======== Passage

[Editor's note, Sept 17, 2009: Douglas Perlitz, founder and director of Project Pierre Toussaint in Cap-Haïtien, Haiti, was arrested Sept. 16 by US immigration and customs officials and now faces federal criminal charges for alleged sexual conduct with children at the school.]
They are derisively called "sangine," which in Creole means "one without soul." Sleeping in alleys and living in the shadows, the street children of Haiti spend their days skipping school, hustling to get enough food to survive, often running afoul of the law, and getting high on paint thinner to try to forget their lot. Their communities and families, if they have them, are too poor to help.
The children are among the most visible signs of Haiti's poverty, even more apparent than the nation's 65 percent unemployment rate. Foreigners visiting the nation are often overwhelmed by the sight of them. But not American Douglas Perlitz.
About 10 years ago, Mr. Perlitz visited Cap-Haïtien – Haiti's second-largest city – where he was soon being followed by "a pile of street kids," he says.
Perlitz, a pastoral minister and volunteer at a nearby hospital, would occasionally come back to town to get to know the kids. Although he didn't speak the language, Perlitz would play basketball and soccer with them, befriending the friendless. One child, Wilnaud Pierre, only 8 years old, especially touched his heart.
"He was going through the initiation of being a street kid. He was tiny, the littlest one, and the others were mean to him," Perlitz says. "He pulled me aside and said 'Would you send me to school? I want to learn to read and write.' For four or five months, he kept at me."
Wilnaud, now about 18 (many street children don't know their own birth dates), recalls that time. "I asked Douglas because I did not want to stay ignorant ... someone who knows nothing," he writes in an e-mail. "School would show me how to live."
Perlitz talked to some local priests who offered him space in an old building behind their church to start a school. He told Wilnaud to tell his friends to come on Nov. 3, 1997, and he would teach them. Some 25 to 30 kids, ages 8 to 17, were waiting for him when he arrived.
"I gave them paper and crayons," Perlitz says. "You could hear a pin drop. They drew stuff – trees, boats, houses. Some didn't even know how to hold crayons. I saw that they had the desire to go to school. They were focused. I knew they could do a lot.... They came regularly, so I got more teachers and started giving them food."
Within a year, the school grew into Project Pierre Toussaint, named after a Haitian slave who cared for the poor in New York City in the early 1800s. Today, the school helps about 120 kids a day at a drop-in center, where they can get three hot meals and schooling.
Children participating in the project aspire to one day enter the Village, a residential program on the outskirts of town with space for 50 kids who have proven themselves responsible and committed to excel. There, children are offered a wide variety of vocational training, including sewing, driving, welding, woodworking, and tailoring.
"This program is evidence of one person making a difference against incredible odds," says Paul Carrier, a chaplain at Fairfield University in Connecticut. Father Carrier encourages Fairfield students – including Perlitz, who first visited Haiti in 1991 – to do community service work in the third world.
Carrier supports Perlitz's program through visits and constant fundraising. He once brought down 70 pairs of donated shoes – each designated for a specific child.
"I work with a lot of different organizations," says consultant Amber Elizabeth Gray, who has worked in the international human service field for 20 years. "Doug's program is consistently the program that I can say is honest, true, community-based, meaningful, humanitarian work. It has managed to avoid the usual bureaucratic snares and tangles. The program grows in direct response to the kids."

================
======== Extracted material

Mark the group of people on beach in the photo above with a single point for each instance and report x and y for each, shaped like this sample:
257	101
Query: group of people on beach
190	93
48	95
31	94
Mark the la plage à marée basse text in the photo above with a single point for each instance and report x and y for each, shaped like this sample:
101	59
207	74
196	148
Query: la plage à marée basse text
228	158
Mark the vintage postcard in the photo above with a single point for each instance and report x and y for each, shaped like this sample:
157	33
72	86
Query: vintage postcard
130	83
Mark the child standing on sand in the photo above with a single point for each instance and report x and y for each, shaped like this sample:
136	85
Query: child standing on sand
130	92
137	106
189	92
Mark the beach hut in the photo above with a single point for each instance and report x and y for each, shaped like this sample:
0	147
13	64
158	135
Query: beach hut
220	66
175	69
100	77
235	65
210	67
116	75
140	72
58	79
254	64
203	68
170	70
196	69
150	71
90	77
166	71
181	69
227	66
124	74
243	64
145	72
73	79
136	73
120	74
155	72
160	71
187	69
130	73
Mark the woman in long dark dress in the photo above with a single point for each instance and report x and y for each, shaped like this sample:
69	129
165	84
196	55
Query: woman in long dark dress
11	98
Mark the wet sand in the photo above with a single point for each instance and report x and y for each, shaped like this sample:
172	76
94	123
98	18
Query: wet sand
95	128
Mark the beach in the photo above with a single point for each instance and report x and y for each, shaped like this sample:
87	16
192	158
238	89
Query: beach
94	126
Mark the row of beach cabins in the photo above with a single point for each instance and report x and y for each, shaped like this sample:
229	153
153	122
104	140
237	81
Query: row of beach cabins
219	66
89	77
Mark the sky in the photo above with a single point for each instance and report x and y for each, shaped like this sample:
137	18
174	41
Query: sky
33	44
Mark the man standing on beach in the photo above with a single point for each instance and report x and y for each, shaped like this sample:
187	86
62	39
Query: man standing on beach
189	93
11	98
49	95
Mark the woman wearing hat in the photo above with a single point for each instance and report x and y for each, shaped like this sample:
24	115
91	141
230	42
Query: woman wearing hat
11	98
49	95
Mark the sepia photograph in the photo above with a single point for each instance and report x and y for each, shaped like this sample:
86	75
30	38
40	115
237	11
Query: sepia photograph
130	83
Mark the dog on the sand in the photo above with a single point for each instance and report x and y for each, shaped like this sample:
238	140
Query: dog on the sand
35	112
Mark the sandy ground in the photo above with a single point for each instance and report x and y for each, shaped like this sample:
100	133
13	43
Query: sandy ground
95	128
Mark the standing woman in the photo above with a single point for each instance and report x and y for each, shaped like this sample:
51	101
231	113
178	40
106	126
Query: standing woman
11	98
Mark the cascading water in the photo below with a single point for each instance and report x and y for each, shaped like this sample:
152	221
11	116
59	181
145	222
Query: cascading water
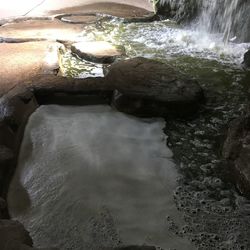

================

** Work item **
Answer these questions using the article on Project Pierre Toussaint:
1. What does the Creole word "sangine" mean?
2. On what date did Perlitz tell Wilnaud to bring his friends so he could teach them?
3. How many pairs of donated shoes did Carrier once bring?
The data are not needed for this.

** Result of this task **
1. One without soul.
2. Nov. 3, 1997.
3. 70 pairs.